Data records

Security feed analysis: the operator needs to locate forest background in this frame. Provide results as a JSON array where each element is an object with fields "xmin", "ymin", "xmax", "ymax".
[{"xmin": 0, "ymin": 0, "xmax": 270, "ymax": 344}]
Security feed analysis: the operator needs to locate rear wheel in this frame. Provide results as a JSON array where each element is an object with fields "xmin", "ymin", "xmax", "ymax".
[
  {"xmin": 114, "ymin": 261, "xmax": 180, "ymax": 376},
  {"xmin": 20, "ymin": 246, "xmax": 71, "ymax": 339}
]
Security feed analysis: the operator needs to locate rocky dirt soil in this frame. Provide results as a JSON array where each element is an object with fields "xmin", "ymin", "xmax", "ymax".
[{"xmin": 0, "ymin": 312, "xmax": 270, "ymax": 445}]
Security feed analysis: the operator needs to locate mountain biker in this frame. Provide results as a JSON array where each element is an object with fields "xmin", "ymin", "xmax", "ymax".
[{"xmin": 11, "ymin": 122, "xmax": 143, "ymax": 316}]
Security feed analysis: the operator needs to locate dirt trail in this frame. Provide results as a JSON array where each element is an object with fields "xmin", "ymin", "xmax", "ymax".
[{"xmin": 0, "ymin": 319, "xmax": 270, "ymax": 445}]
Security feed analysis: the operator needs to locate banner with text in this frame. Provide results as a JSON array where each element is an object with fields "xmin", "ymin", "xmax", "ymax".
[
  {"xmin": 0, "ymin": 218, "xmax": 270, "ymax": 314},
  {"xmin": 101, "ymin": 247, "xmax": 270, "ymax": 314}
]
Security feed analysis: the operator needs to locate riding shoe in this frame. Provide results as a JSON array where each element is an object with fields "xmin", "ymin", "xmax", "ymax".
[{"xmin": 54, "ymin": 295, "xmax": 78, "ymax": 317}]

* [What is expected]:
Update the lines above by replacing "the operator" with "the analyst" wherever it occurs. Leave everything else unchanged.

* [Output]:
Security feed analysis: the analyst needs to locate forest background in this frame. Provide results as a JSON array where each element is an object with fields "xmin", "ymin", "xmax", "ymax".
[{"xmin": 0, "ymin": 0, "xmax": 270, "ymax": 344}]
Security feed analysis: the analyst needs to locate rear wheel in this frame. Provide results as a JSON array where each element is an object with fields "xmin", "ymin", "xmax", "ymax".
[
  {"xmin": 114, "ymin": 261, "xmax": 180, "ymax": 376},
  {"xmin": 20, "ymin": 246, "xmax": 71, "ymax": 339}
]
Security feed analysis: the analyst needs to locate rocky dirt soil in this frame. Provide results as a JSON array where each element is an object with fields "xmin", "ymin", "xmax", "ymax".
[{"xmin": 0, "ymin": 312, "xmax": 270, "ymax": 445}]
Security feed analysis: the analyst needs to locate mountain biker in this frame. Provide results as a JSON array where each element is an object with fields "xmin", "ymin", "xmax", "ymax".
[{"xmin": 11, "ymin": 122, "xmax": 143, "ymax": 316}]
Security feed analysis: the analyst needs to locate dirt trail in this frame. Provide results as a JSON array where each element is an object with fields "xmin", "ymin", "xmax", "ymax".
[{"xmin": 0, "ymin": 319, "xmax": 270, "ymax": 445}]
Security feed analysis: the analyst needs to locate banner with text in this frame. Provide results as a JSON array where each element is an object with fields "xmin", "ymin", "xmax", "ymax".
[
  {"xmin": 0, "ymin": 218, "xmax": 270, "ymax": 314},
  {"xmin": 101, "ymin": 247, "xmax": 270, "ymax": 314}
]
Security feed analysis: the analyst needs to locate riding shoe in this frame. Provide results as a JSON array where each element is an object with fields "xmin", "ymin", "xmax", "ymax".
[{"xmin": 54, "ymin": 295, "xmax": 78, "ymax": 317}]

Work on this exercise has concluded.